The national unemployment has reached a staggering 10.2% with the State of California leading at 12%. The hardest hit industries include construction, manufacturing, and retail jobs. With green jobs on the rise these distressed industries need to seize the opportunity and overall benefits presented through sustainability.  The problem lies in the availability of green education and training.  Specifically, green education is often inaccessible and expensive to the middle class; a vulnerable sector of society burdened by the economic crisis.  There is no question that job opportunities are limited and the creation of a green job sector could ameliorate unemployment rates.  However, green jobs can only have a widespread economic impact if job training is available to those currently unemployed as well as students entering training programs. Jobs like wind turbine technicians, solar installers, green building consultants, and green interior designers are examples of technical jobs that can be taught in 18 months or less.

Van Jones, head of the nonprofit, Green For All, recently said, "We need to go from talking about green as a lifestyle choice, and make it an economic choice. We need eco-populism, not eco-elitism." With many blue collar jobs being outsourced to countries like India, blue collar workers are the future labor pool for green collar jobs. The focus now should be on the transition, not only to a more green economy, but to education and training programs with sustainability as its focus.

Records
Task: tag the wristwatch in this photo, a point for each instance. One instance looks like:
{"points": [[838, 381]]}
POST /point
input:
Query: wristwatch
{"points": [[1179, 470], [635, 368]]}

==

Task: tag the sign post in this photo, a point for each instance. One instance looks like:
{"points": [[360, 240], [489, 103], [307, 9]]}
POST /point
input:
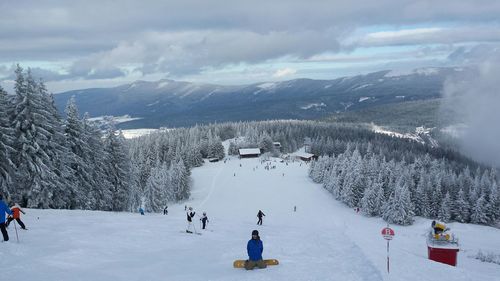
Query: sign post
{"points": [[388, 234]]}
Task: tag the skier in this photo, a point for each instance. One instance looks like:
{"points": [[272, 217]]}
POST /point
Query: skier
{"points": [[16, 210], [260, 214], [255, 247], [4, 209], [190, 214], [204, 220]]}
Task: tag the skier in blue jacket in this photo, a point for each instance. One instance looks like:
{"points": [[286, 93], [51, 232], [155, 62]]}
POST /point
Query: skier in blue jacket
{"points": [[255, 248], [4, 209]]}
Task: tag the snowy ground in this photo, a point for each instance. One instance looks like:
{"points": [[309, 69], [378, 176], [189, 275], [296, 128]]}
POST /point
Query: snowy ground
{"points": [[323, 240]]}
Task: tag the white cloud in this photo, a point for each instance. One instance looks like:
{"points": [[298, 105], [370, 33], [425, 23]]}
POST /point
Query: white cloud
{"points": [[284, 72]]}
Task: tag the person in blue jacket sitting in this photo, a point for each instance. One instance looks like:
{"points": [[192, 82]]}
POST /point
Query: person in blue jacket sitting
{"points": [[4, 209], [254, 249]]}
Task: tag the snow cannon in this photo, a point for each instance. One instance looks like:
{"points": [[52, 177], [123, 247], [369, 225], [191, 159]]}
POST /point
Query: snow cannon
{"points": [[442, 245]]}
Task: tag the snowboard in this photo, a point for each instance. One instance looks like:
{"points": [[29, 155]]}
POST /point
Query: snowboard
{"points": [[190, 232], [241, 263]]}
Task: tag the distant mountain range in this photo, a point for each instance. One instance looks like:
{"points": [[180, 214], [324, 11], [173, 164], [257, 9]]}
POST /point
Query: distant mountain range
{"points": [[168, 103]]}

* * *

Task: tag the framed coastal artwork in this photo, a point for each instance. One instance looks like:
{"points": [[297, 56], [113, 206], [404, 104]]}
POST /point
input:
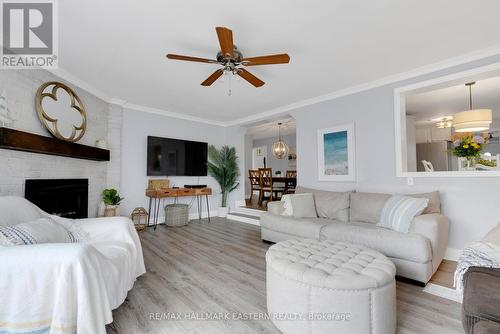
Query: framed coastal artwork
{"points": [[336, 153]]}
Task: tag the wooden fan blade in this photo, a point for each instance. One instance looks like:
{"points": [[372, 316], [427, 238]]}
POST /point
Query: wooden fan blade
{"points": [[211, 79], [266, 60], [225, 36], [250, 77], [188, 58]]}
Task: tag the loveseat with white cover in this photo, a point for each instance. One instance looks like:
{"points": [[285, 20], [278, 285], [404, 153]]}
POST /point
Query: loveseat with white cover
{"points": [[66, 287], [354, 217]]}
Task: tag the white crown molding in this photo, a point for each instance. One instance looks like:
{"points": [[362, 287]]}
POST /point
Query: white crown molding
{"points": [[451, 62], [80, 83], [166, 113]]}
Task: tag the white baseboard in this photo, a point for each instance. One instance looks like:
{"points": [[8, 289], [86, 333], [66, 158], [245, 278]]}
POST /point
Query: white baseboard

THE EXERCISE: Please write out the passage on green jobs word for word, everything from "Van Jones, head" down to "as its focus.". You won't need the records.

FULL RESPONSE:
Van Jones, head of the nonprofit, Green For All, recently said, "We need to go from talking about green as a lifestyle choice, and make it an economic choice. We need eco-populism, not eco-elitism." With many blue collar jobs being outsourced to countries like India, blue collar workers are the future labor pool for green collar jobs. The focus now should be on the transition, not only to a more green economy, but to education and training programs with sustainability as its focus.